◆ JOB: How many lines in the records below contain the string "cloud", with case counting? Reply with the number only.

◆ SUPPLIED ENTRIES:
---*---

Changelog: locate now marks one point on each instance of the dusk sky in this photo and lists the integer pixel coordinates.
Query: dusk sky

---*---

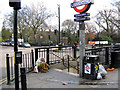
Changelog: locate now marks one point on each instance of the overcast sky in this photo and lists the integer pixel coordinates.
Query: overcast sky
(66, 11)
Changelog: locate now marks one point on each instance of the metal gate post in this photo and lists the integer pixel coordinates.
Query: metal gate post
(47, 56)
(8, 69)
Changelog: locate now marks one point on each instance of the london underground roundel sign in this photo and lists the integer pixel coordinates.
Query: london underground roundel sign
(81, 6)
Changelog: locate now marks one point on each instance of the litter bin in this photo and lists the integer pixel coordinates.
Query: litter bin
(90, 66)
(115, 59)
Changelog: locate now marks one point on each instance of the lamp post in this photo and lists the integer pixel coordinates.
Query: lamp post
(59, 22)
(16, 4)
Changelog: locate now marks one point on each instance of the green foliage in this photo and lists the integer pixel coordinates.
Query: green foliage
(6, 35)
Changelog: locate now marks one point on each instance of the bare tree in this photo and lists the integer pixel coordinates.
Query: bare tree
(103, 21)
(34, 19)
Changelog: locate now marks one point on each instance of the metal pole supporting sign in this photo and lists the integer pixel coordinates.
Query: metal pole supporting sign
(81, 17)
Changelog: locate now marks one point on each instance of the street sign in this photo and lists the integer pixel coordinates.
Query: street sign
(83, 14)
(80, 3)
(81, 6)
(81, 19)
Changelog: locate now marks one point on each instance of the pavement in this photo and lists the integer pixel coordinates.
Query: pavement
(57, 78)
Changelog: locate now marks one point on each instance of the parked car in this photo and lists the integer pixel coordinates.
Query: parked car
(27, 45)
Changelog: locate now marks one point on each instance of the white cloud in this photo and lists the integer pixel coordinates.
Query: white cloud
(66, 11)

---*---

◆ CORRECT OUTPUT: 2